Task objective:
Examine the material below. Gather every line in which the string "bounding" appears.

Input for this task:
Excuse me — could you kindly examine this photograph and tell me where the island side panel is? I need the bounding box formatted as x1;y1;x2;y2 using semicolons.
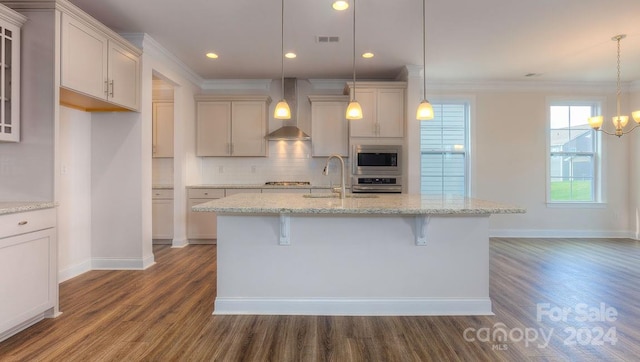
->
214;213;491;316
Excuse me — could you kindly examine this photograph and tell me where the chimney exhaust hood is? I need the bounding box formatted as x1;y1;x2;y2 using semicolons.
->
267;78;311;141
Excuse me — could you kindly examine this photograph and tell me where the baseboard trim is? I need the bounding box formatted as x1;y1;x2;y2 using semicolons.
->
58;259;92;283
213;297;493;316
171;237;189;248
490;229;635;239
92;257;151;270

Finished exercise:
Excuse me — could you kindly examine this photograph and tell me where the island side panel is? I need the bounding box formatted as x1;y1;x2;y2 using semicolons.
Excuse me — could you kindly examine this photograph and tell me where the chimney exhaust hood is? I need the bounding box formatted as x1;y1;x2;y2 using semicolons.
Excuse me — could you kindly examine this photograph and tell me where the baseboard trim is? I need the bounding box formatted as x1;y1;x2;y2 using semicolons.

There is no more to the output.